▶ Materials provided
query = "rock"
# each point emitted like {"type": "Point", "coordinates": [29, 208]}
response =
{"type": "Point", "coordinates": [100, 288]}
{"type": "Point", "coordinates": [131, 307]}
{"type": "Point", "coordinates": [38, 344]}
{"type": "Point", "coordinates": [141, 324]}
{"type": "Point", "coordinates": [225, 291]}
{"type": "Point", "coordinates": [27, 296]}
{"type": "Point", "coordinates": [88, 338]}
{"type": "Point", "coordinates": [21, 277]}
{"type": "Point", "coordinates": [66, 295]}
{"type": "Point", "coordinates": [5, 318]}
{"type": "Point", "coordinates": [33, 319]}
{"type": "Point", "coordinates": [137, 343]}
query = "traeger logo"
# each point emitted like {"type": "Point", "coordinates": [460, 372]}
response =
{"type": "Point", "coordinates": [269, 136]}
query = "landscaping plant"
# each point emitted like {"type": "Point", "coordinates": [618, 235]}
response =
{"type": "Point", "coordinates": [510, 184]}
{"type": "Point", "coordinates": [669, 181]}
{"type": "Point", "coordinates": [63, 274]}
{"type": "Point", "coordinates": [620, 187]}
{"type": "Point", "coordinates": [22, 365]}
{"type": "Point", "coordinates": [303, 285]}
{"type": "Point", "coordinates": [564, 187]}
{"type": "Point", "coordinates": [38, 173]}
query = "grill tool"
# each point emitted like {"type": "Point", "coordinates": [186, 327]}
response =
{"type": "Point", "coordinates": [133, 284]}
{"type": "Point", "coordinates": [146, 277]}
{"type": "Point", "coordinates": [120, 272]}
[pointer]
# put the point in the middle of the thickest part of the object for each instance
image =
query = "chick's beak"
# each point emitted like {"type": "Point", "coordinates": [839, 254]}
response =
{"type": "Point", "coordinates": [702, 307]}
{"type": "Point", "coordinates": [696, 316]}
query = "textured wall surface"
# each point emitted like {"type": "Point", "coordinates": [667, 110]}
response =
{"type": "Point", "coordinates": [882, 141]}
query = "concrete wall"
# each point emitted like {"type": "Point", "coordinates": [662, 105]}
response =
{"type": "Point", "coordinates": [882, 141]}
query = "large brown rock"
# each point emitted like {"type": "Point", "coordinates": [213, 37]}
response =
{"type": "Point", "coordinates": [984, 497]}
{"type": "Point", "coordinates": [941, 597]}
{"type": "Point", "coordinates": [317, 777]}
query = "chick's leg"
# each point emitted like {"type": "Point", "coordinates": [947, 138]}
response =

▶ Your assignment
Copy the records above. Leave out nothing.

▶ Result
query = "rock"
# each point emitted like {"type": "Point", "coordinates": [29, 208]}
response =
{"type": "Point", "coordinates": [100, 288]}
{"type": "Point", "coordinates": [131, 307]}
{"type": "Point", "coordinates": [38, 344]}
{"type": "Point", "coordinates": [141, 324]}
{"type": "Point", "coordinates": [225, 291]}
{"type": "Point", "coordinates": [27, 296]}
{"type": "Point", "coordinates": [88, 338]}
{"type": "Point", "coordinates": [21, 277]}
{"type": "Point", "coordinates": [66, 295]}
{"type": "Point", "coordinates": [5, 318]}
{"type": "Point", "coordinates": [33, 319]}
{"type": "Point", "coordinates": [137, 343]}
query = "traeger logo"
# each point emitted like {"type": "Point", "coordinates": [460, 372]}
response =
{"type": "Point", "coordinates": [269, 136]}
query = "landscaping plant"
# each point emitted like {"type": "Point", "coordinates": [618, 235]}
response =
{"type": "Point", "coordinates": [510, 184]}
{"type": "Point", "coordinates": [669, 181]}
{"type": "Point", "coordinates": [63, 274]}
{"type": "Point", "coordinates": [620, 187]}
{"type": "Point", "coordinates": [22, 365]}
{"type": "Point", "coordinates": [303, 285]}
{"type": "Point", "coordinates": [564, 187]}
{"type": "Point", "coordinates": [38, 173]}
query = "grill tool"
# each point emitted like {"type": "Point", "coordinates": [186, 327]}
response =
{"type": "Point", "coordinates": [133, 284]}
{"type": "Point", "coordinates": [146, 277]}
{"type": "Point", "coordinates": [120, 272]}
[pointer]
# put the point in the middle of the thickest part of the object for each instance
image =
query = "chick's beak"
# each point emitted like {"type": "Point", "coordinates": [839, 254]}
response =
{"type": "Point", "coordinates": [702, 307]}
{"type": "Point", "coordinates": [696, 316]}
query = "textured wall surface"
# each point emitted like {"type": "Point", "coordinates": [667, 110]}
response =
{"type": "Point", "coordinates": [882, 141]}
query = "concrete wall"
# each point emitted like {"type": "Point", "coordinates": [662, 105]}
response =
{"type": "Point", "coordinates": [882, 141]}
query = "large brown rock"
# each point emitted like {"type": "Point", "coordinates": [213, 37]}
response =
{"type": "Point", "coordinates": [984, 497]}
{"type": "Point", "coordinates": [941, 597]}
{"type": "Point", "coordinates": [317, 777]}
query = "chick's leg"
# each point emitted like {"type": "Point", "coordinates": [947, 138]}
response =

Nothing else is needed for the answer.